** Data provided follows **
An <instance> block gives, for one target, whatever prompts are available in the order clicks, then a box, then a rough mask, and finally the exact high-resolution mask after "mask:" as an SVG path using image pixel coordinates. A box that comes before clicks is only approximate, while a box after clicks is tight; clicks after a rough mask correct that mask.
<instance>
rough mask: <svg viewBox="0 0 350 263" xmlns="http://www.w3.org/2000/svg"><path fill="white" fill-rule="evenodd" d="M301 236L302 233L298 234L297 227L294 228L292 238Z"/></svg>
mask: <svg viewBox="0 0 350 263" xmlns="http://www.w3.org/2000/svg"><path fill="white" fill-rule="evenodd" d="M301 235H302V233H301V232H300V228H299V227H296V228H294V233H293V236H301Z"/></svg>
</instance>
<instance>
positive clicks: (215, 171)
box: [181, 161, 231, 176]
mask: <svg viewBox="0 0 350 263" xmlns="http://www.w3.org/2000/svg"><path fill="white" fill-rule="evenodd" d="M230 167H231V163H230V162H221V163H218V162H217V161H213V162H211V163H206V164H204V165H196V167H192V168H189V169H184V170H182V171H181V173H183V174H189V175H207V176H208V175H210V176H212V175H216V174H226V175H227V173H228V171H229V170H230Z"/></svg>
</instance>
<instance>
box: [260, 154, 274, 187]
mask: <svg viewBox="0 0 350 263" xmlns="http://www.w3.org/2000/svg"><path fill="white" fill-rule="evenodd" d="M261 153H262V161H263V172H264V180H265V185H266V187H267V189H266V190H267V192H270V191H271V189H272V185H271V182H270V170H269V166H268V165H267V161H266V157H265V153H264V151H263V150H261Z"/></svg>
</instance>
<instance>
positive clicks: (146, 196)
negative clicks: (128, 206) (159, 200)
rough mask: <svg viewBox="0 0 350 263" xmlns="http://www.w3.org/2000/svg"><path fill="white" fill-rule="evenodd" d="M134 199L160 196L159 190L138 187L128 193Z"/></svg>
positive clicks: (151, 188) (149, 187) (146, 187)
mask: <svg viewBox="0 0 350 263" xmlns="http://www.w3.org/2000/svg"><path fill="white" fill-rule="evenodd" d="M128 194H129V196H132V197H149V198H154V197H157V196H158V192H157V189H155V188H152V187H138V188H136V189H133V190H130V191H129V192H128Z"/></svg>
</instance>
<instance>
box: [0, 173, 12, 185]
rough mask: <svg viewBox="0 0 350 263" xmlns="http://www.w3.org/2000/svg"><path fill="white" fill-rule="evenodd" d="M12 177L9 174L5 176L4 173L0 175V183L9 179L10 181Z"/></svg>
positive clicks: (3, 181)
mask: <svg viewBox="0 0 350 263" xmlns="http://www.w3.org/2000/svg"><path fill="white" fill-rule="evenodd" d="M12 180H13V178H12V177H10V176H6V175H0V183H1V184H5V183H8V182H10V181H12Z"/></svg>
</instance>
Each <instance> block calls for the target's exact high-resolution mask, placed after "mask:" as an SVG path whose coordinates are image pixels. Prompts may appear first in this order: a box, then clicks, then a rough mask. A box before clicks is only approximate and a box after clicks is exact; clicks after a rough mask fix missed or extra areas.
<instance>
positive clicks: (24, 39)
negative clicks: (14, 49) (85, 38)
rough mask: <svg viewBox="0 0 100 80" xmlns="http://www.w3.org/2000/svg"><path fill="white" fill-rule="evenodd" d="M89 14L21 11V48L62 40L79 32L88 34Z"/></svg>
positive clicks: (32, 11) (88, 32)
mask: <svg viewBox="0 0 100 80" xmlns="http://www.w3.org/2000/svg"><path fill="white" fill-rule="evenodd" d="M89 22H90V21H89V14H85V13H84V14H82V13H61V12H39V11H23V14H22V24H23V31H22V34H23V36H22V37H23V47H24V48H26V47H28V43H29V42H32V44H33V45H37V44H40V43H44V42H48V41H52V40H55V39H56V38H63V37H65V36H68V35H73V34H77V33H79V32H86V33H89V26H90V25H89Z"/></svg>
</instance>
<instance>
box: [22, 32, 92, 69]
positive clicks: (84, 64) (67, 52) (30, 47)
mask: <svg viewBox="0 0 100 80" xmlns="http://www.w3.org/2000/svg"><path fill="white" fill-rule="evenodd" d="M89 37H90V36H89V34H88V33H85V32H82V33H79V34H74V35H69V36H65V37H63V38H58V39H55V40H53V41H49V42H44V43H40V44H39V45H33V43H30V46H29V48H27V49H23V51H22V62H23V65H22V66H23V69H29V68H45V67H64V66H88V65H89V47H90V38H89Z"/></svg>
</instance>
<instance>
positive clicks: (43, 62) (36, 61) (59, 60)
** End of Data provided **
Would you return each line of the material above, unchanged, from the first one through the line where "box: [0, 173, 12, 185]" appears?

An <instance> block gives, for one target, whatever prompts are available in the order clicks, then a box, then a rough mask, and finally the exact high-resolution mask after "mask:" as an SVG path using image pixel coordinates. A box that comes before clicks is only approximate, while a box after clicks is tight; clicks after a rough mask correct that mask.
<instance>
rough mask: <svg viewBox="0 0 350 263" xmlns="http://www.w3.org/2000/svg"><path fill="white" fill-rule="evenodd" d="M301 236L302 233L298 234L297 227L294 228L292 238Z"/></svg>
mask: <svg viewBox="0 0 350 263" xmlns="http://www.w3.org/2000/svg"><path fill="white" fill-rule="evenodd" d="M301 235H302V233H301V232H300V228H299V227H296V228H294V233H293V236H301Z"/></svg>
</instance>
<instance>
positive clicks: (215, 171)
box: [181, 161, 231, 176]
mask: <svg viewBox="0 0 350 263" xmlns="http://www.w3.org/2000/svg"><path fill="white" fill-rule="evenodd" d="M230 167H231V163H230V162H221V163H218V162H217V161H213V162H211V163H206V164H204V165H196V167H192V168H189V169H184V170H182V171H181V173H183V174H189V175H207V176H208V175H210V176H212V175H216V174H226V175H227V173H228V171H229V170H230Z"/></svg>
</instance>
<instance>
box: [260, 154, 274, 187]
mask: <svg viewBox="0 0 350 263" xmlns="http://www.w3.org/2000/svg"><path fill="white" fill-rule="evenodd" d="M261 153H262V161H263V172H264V180H265V185H266V187H267V189H266V190H267V192H270V191H271V189H272V185H271V182H270V170H269V166H268V165H267V161H266V157H265V153H264V151H263V150H261Z"/></svg>
</instance>
<instance>
positive clicks: (146, 196)
negative clicks: (128, 206) (159, 200)
rough mask: <svg viewBox="0 0 350 263" xmlns="http://www.w3.org/2000/svg"><path fill="white" fill-rule="evenodd" d="M134 199L160 196L159 190L138 187L128 193Z"/></svg>
positive clicks: (151, 188) (149, 187) (146, 187)
mask: <svg viewBox="0 0 350 263" xmlns="http://www.w3.org/2000/svg"><path fill="white" fill-rule="evenodd" d="M128 194H129V196H132V197H149V198H154V197H157V196H158V192H157V189H155V188H152V187H138V188H136V189H133V190H130V191H129V192H128Z"/></svg>
</instance>
<instance>
box: [0, 173, 12, 185]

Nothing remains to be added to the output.